* [Directions for this task]: Pull out each line of the material below that contains the word "small". Matching is case-sensitive.

* [Source records]:

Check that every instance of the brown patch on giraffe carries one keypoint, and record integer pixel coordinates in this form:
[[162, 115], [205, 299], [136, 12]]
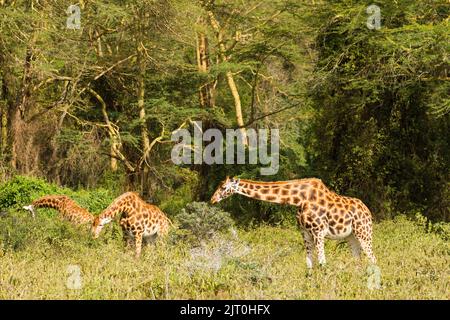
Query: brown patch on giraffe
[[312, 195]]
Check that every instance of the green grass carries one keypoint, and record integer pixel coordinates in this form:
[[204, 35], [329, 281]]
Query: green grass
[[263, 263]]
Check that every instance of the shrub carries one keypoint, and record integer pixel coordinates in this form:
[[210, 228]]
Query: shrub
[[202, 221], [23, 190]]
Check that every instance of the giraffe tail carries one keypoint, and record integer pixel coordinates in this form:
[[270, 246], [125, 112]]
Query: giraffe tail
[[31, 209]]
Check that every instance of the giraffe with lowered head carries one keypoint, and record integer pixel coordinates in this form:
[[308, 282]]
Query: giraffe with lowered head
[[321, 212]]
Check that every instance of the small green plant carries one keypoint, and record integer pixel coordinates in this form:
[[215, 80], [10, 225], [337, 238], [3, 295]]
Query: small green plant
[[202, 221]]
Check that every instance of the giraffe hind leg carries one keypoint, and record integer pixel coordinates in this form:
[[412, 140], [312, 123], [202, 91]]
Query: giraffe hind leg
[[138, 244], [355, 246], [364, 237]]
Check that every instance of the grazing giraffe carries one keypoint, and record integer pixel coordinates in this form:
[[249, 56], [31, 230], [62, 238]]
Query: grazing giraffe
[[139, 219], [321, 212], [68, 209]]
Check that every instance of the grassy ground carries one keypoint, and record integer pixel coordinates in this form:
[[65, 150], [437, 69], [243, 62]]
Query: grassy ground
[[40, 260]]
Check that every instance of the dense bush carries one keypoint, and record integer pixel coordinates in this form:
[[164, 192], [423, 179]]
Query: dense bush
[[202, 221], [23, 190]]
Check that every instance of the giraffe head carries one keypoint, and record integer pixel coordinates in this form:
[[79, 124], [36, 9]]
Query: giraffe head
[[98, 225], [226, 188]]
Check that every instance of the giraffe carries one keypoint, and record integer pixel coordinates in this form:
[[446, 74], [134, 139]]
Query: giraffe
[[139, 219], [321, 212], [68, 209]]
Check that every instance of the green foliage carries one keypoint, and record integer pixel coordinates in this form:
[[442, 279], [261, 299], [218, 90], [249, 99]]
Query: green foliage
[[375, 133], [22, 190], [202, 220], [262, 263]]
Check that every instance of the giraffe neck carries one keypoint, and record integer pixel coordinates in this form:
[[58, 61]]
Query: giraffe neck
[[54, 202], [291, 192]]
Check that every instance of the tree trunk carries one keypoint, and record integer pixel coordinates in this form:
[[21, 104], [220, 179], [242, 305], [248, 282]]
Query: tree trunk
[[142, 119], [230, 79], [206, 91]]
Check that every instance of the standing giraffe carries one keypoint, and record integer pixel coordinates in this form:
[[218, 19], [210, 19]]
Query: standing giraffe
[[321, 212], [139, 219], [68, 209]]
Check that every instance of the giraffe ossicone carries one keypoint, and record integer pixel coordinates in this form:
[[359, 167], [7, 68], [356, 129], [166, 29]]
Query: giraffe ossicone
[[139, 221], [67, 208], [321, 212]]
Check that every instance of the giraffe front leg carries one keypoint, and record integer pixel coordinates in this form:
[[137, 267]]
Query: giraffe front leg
==
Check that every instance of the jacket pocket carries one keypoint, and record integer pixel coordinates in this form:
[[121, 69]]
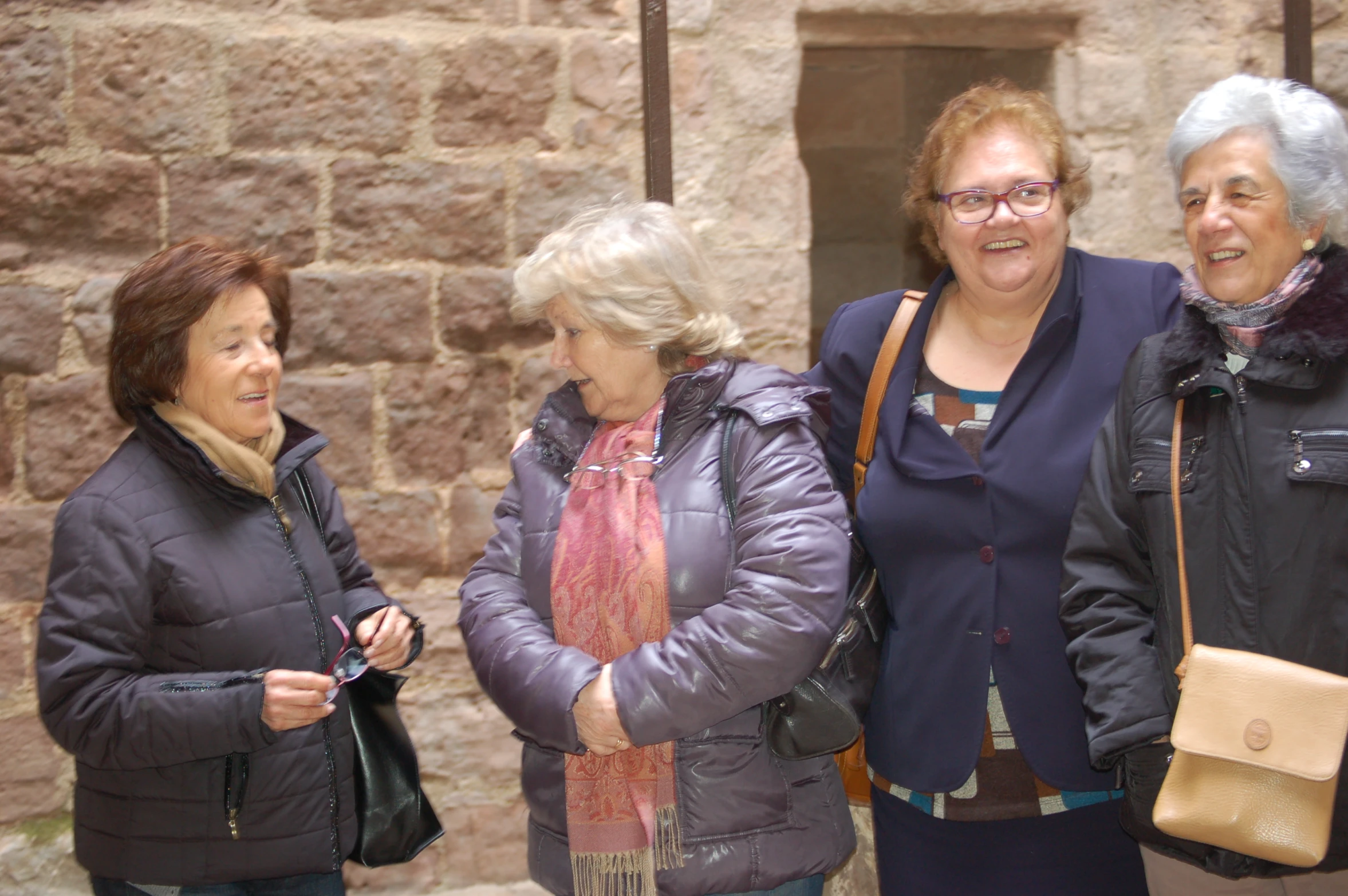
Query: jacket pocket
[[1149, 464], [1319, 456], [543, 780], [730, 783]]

* [Output]:
Check that every instance of the small green plant carries one keypoint, and record integer pixel coordinates in this form:
Query: small green plant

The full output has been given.